(Document passage)

Jorge Torres, a promising young steeplechase jockey, died Monday, May 9, at a Columbia, S.C., hospital as a result of injuries sustained in a fall at the Marion duPont Scott Colonial Cup in November.
Torres, 25, was injured in a one-horse accident when his mount, Class Moon, fell in the Raymond G. Woolfe Memorial on Nov. 13. The jockey received immediate medical treatment on the course and was flown by helicopter to Palmetto Richland Memorial Hospital, where he remained in a coma until his death.
A native of Mexico, Torres had extensive experience as a steeplechase exercise rider in the Camden area, where he has worked for such trainers as Lilith Boucher, Jonathan Sheppard, and Rafael Fernandez.
Torres was riding in his first season as an apprentice jockey. He had won a flat race at the Carolina Cup Races in Camden in March and had one third-place finish from three starts over fences. He rode Fernandez’ Class Moon to a fourth-place finish in a maiden race at the Aiken Fall meet in Aiken, S.C., on Oct. 30.
It was the first fatality related to a steeplechase race accident in more than 30 years. James Stump died as a result of a fall in a Delaware Park steeplechase race on July 19, 1977.
“We are all saddened to learn of Jorge Torres’ death,” said National Steeplechase Association President Guy Torsilieri. “By all accounts, he was well-liked and had a promising future as a steeplechase jockey.
“Sadly, this accident is a reminder of the dangers inherent in any professional sport. We take pride in our efforts to protect the well-being of our horses and riders, and to be at the forefront of safety initiatives. Always, the safety of our racing participants is our first priority.”
Lilith Boucher remembered a young man with boundless enthusiasm and devotion. “Jorge never let anyone down, personally or professionally. He was always there for you,” she said. “His enthusiasm was amazing. He was always there with a big smile.”
Boucher, who had raised funds for Torres at race meets, said he invested his time in becoming a complete horseman. “He was so committed to learning, not only as a rider but also as a horseman,” she said.
A fund has been established to defray Torres’ medical expenses. Donations to the fund can be sent to the Wachovia Bank branch in Camden. The address is: Jorge Torres Fund, Wachovia Bank, 519 E. DeKalb St., Camden, S.C., 29020.

(End Document passage)

== Work to be completed ==
Decide whether each statement below agrees with the article on Jorge Torres's death, answering yes or no and quoting the words of the article that settle it. 1. Torres was 25 when he was injured. 2. Torres died at a hospital in Camden. 3. Torres had won a flat race at the Carolina Cup Races. Answer using only the text above.

(Dataset)

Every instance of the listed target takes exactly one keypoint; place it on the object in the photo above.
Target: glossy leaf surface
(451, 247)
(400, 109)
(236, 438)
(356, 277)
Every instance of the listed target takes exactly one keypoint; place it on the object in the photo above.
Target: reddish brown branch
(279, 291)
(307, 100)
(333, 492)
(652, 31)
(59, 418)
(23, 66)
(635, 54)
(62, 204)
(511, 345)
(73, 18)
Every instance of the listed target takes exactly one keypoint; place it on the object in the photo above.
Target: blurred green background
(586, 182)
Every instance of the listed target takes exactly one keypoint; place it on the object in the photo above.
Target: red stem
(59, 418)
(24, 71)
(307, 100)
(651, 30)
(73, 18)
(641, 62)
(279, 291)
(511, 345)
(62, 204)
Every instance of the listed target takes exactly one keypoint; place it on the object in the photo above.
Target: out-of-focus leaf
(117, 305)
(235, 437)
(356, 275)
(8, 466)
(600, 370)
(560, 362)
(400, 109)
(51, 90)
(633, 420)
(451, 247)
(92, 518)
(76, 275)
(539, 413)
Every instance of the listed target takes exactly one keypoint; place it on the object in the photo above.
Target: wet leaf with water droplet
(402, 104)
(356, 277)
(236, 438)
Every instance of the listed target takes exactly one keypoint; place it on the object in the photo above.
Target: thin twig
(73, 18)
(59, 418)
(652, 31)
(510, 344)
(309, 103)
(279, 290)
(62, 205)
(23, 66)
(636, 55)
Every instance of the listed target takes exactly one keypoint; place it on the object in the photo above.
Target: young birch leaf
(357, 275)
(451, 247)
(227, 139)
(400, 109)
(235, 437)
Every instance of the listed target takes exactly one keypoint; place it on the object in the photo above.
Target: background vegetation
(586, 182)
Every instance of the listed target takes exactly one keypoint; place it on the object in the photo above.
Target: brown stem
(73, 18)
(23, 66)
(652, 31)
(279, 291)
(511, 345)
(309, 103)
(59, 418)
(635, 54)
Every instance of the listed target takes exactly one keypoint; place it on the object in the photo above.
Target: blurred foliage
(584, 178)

(End Dataset)

== Exercise output ==
1. Yes: "Torres, 25, was injured in a one-horse accident"
2. No: "died Monday, May 9, at a Columbia, S.C., hospital"
3. Yes: "He had won a flat race at the Carolina Cup Races in Camden in March"